*Data for processing*.
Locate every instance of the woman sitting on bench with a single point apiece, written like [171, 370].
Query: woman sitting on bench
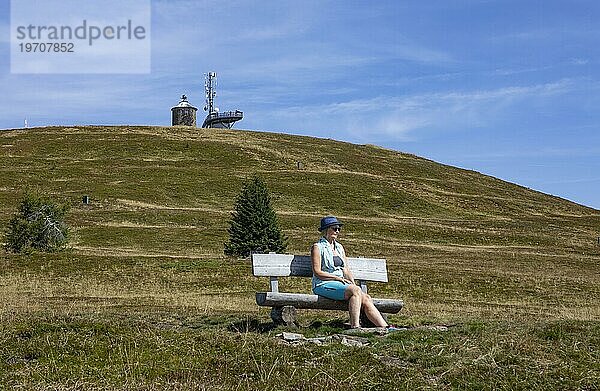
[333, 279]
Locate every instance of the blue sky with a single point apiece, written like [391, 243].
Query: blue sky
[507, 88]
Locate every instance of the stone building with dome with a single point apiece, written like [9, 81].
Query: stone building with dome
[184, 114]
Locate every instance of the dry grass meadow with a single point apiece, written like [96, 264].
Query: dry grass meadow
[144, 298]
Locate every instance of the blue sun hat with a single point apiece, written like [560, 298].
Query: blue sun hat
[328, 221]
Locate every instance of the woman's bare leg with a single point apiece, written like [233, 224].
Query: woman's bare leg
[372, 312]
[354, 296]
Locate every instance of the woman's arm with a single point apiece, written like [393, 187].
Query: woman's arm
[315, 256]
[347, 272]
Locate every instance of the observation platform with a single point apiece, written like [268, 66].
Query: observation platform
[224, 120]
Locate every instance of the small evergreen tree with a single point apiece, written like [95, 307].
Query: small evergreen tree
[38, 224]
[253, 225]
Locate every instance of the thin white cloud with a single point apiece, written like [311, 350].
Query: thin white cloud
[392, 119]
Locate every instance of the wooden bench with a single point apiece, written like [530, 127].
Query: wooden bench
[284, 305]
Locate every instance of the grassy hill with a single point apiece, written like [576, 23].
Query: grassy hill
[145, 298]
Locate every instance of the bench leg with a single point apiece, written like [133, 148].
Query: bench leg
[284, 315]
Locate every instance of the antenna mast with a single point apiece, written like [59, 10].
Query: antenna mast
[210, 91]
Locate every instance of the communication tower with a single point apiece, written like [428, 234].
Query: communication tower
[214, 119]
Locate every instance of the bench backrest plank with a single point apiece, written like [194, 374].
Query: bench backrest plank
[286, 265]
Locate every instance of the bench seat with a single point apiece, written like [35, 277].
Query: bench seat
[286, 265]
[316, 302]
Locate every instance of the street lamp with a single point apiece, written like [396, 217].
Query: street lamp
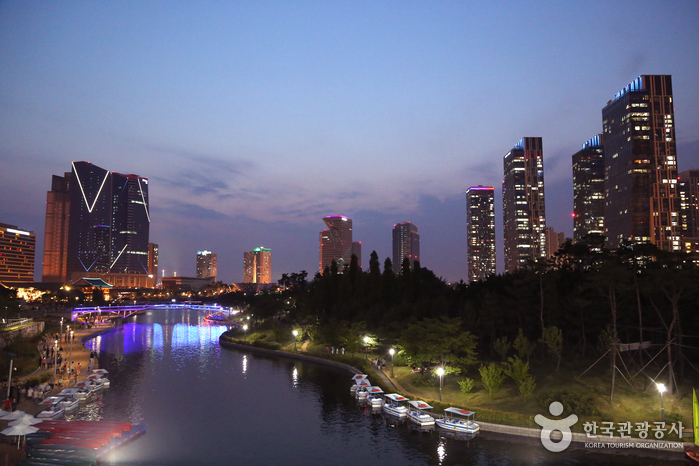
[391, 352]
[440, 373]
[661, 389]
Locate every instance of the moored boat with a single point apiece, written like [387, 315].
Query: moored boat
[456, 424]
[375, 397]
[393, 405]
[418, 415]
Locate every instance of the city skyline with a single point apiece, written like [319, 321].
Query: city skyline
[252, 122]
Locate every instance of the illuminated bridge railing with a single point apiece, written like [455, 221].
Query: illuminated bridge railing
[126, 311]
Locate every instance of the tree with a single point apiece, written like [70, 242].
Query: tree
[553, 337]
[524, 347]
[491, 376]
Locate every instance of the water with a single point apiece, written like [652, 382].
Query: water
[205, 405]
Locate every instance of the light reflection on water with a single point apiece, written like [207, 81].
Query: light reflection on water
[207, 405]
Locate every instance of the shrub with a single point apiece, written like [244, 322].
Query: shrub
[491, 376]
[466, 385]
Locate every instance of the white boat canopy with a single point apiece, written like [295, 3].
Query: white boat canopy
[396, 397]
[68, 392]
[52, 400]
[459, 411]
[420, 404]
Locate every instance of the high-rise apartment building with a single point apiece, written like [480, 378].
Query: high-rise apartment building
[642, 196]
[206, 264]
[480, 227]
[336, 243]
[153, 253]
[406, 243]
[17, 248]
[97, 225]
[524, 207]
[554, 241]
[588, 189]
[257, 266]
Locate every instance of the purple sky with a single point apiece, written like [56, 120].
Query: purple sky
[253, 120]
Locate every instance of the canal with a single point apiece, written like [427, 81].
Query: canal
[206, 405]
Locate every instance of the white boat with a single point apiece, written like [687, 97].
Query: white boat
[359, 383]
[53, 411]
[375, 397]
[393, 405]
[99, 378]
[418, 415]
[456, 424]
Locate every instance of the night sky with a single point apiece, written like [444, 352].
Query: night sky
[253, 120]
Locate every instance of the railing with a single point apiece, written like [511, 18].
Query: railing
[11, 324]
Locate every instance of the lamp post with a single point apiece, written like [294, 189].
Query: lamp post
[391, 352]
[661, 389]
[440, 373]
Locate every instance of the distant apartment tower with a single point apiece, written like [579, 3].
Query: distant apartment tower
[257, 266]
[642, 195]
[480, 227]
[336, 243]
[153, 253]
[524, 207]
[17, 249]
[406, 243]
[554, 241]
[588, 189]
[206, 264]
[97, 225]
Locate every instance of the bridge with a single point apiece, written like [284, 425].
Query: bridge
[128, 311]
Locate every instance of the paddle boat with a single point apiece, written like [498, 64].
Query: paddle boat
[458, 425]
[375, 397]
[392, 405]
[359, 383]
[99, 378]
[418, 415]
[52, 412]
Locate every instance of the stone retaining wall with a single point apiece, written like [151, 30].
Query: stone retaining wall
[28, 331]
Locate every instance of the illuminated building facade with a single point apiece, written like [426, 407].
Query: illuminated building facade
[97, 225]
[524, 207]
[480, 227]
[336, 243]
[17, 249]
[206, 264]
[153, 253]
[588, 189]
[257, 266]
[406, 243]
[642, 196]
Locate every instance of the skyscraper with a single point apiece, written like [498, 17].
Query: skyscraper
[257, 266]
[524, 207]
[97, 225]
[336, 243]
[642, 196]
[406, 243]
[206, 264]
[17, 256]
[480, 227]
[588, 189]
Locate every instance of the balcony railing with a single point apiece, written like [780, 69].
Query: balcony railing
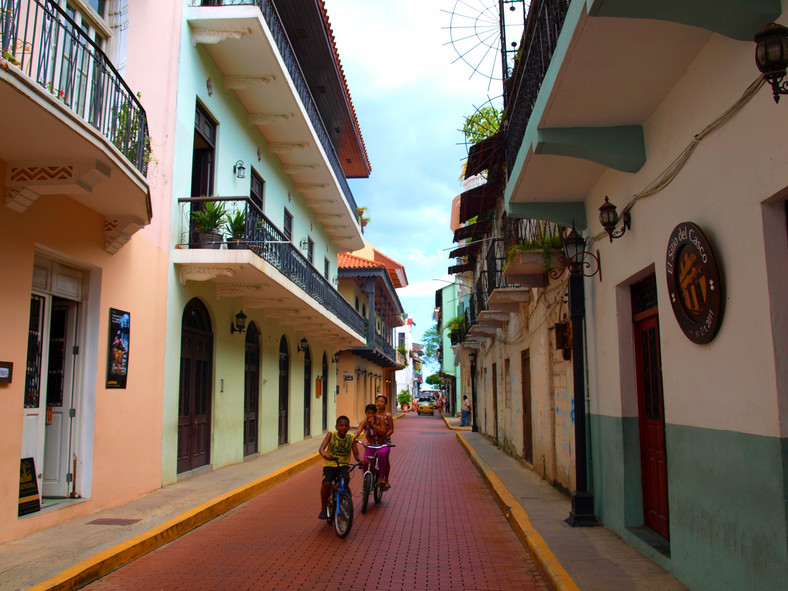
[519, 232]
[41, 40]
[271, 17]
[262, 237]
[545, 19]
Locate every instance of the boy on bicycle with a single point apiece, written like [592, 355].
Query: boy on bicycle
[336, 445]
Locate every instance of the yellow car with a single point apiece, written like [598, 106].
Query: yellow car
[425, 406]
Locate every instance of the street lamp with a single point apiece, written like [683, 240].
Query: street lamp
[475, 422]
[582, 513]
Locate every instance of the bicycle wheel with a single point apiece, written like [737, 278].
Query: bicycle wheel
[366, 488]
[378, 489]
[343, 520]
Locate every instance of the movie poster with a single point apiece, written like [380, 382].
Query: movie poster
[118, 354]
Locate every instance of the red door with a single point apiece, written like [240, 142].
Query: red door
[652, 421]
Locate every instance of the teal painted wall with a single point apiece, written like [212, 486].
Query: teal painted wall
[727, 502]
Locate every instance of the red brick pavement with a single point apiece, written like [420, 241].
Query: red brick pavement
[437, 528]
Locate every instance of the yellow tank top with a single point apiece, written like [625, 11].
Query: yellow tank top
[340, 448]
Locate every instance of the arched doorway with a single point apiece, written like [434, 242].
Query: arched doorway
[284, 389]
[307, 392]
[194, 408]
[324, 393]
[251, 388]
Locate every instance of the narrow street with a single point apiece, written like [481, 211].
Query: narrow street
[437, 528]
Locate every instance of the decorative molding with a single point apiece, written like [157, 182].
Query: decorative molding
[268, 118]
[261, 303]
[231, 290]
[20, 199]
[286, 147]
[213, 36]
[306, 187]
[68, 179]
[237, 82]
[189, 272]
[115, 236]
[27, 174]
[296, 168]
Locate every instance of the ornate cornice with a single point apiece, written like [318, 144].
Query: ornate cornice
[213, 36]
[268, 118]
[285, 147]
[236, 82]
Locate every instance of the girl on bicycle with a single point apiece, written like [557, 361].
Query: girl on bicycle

...

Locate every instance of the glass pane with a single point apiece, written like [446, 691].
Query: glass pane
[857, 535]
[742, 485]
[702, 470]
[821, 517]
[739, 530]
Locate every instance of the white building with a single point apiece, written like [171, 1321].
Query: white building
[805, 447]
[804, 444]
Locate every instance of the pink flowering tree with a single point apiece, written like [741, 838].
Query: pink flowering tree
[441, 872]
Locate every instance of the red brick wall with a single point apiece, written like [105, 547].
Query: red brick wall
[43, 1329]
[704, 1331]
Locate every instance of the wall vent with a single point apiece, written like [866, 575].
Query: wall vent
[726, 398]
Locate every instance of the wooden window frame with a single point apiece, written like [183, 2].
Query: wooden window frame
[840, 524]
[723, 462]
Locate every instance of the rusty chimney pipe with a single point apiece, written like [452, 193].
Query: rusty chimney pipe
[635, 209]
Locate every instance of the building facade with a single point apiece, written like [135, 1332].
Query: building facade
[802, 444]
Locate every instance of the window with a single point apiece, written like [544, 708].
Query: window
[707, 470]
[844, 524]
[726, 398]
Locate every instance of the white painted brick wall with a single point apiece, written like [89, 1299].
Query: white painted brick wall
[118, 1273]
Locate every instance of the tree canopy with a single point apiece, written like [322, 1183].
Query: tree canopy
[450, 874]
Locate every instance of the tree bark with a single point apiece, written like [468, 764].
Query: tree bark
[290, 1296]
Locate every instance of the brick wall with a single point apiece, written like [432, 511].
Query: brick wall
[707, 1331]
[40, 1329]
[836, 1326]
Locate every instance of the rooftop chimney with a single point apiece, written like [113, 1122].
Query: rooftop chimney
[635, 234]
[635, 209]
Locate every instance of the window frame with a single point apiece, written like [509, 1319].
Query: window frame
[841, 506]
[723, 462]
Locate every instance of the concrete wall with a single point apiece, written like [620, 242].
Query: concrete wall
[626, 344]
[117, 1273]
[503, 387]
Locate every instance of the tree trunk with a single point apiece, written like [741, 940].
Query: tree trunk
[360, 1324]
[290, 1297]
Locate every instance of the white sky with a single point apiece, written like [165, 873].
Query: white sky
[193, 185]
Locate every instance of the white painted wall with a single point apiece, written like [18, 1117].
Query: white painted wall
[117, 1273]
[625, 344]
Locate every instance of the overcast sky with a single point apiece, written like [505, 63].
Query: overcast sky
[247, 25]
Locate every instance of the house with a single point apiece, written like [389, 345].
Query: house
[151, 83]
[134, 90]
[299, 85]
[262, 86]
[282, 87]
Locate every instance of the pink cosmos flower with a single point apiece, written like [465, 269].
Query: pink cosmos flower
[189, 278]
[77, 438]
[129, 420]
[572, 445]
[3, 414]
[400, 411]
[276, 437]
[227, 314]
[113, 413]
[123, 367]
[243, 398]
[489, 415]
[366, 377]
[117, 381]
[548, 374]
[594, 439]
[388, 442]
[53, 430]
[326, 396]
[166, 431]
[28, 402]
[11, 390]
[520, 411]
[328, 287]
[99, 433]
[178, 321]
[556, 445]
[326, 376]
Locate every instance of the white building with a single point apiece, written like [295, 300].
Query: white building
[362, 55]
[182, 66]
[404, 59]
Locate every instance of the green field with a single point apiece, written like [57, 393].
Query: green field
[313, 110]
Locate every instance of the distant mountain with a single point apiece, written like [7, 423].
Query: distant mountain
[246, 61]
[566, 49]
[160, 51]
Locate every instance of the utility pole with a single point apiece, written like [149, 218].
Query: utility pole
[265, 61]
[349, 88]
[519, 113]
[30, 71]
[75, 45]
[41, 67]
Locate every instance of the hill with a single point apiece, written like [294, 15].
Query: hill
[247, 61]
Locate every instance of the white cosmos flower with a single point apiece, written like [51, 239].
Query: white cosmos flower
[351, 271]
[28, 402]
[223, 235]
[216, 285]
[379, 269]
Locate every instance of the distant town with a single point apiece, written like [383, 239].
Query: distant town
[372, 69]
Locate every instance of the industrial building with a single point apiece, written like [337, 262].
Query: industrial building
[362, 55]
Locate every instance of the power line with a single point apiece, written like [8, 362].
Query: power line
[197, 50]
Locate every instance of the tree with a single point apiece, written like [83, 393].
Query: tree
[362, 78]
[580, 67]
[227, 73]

--

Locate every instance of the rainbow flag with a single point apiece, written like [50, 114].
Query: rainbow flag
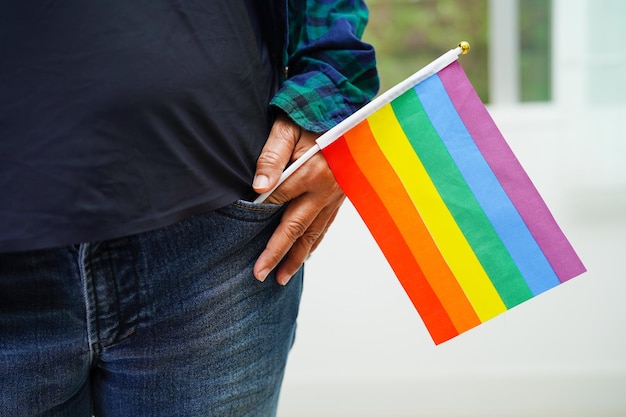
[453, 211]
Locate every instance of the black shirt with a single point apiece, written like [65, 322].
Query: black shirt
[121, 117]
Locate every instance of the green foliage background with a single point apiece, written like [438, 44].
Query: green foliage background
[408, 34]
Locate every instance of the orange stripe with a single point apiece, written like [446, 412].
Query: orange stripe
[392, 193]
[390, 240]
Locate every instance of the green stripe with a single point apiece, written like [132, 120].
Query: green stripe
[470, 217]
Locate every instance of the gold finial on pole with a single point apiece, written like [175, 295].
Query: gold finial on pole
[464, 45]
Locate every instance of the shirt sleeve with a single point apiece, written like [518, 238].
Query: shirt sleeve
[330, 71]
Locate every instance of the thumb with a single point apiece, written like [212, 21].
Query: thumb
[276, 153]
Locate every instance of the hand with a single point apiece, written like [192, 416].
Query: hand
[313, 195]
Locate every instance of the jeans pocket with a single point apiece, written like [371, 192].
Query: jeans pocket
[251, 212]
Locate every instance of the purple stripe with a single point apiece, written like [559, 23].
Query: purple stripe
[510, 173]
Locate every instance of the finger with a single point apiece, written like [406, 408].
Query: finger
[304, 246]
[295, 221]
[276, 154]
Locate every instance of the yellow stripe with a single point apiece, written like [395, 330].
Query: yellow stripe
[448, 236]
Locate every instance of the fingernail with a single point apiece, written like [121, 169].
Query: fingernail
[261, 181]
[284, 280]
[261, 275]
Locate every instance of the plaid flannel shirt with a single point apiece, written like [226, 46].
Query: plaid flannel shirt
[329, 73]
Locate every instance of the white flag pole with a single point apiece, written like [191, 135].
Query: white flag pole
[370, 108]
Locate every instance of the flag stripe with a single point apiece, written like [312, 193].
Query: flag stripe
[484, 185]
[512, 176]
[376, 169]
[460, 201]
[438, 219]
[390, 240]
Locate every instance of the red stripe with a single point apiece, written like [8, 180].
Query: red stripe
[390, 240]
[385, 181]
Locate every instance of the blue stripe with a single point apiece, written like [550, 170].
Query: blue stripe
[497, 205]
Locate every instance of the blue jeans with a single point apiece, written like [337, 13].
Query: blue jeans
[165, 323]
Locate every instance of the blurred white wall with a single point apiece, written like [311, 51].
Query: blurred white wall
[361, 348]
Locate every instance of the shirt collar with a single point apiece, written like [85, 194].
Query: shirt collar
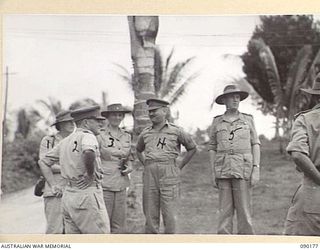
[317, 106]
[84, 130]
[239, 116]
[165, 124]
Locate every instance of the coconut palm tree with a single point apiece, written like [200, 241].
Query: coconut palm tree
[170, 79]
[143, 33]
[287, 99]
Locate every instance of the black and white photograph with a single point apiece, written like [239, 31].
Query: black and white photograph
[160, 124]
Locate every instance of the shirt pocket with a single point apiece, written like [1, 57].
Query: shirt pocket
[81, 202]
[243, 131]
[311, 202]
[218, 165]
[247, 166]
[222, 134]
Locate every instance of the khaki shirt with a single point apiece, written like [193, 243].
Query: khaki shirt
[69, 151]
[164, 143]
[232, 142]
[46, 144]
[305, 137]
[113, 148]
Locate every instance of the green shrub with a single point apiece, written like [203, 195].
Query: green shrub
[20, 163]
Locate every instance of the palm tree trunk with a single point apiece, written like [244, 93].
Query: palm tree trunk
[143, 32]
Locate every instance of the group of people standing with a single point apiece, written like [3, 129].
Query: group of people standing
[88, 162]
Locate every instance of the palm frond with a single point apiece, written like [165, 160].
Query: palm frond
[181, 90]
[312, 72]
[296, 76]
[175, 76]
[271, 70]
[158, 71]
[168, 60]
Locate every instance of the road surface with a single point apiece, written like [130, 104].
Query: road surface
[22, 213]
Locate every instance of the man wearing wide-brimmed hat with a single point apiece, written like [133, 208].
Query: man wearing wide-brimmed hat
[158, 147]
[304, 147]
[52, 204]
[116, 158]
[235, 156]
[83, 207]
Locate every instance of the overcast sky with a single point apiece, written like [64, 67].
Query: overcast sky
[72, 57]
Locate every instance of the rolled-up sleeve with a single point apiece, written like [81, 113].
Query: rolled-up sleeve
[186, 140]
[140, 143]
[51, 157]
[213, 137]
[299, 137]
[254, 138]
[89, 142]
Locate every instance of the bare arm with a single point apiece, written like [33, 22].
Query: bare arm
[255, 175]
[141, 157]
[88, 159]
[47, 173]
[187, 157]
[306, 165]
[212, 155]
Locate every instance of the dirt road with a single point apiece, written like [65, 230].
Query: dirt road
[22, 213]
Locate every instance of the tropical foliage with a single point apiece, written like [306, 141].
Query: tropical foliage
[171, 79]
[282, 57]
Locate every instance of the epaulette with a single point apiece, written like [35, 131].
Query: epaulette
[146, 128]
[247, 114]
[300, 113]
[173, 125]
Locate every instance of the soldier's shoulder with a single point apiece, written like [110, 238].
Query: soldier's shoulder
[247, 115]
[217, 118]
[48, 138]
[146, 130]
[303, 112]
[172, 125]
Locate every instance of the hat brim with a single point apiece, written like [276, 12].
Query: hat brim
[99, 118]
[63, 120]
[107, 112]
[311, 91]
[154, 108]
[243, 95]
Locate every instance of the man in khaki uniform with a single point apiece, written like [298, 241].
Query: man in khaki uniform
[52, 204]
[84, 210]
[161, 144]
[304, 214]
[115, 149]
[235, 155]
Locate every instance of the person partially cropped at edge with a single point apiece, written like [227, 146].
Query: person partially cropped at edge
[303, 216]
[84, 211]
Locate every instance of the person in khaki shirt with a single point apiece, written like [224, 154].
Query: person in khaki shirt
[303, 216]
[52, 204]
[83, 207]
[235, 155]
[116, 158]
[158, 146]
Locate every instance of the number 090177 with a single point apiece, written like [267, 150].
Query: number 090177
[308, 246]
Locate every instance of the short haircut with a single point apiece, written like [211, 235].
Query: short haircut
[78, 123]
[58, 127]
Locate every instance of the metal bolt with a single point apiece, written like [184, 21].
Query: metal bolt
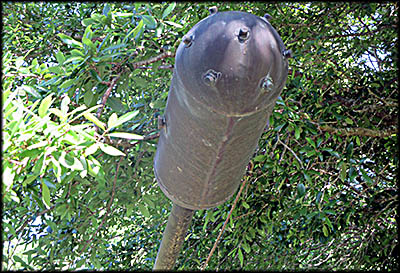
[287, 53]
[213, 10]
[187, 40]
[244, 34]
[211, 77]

*Your instructions*. State how many lines of the material above contain the string "seat", treating uppercase and lowercase letters as distinct. Reply with the number alone.

*Reply*. 2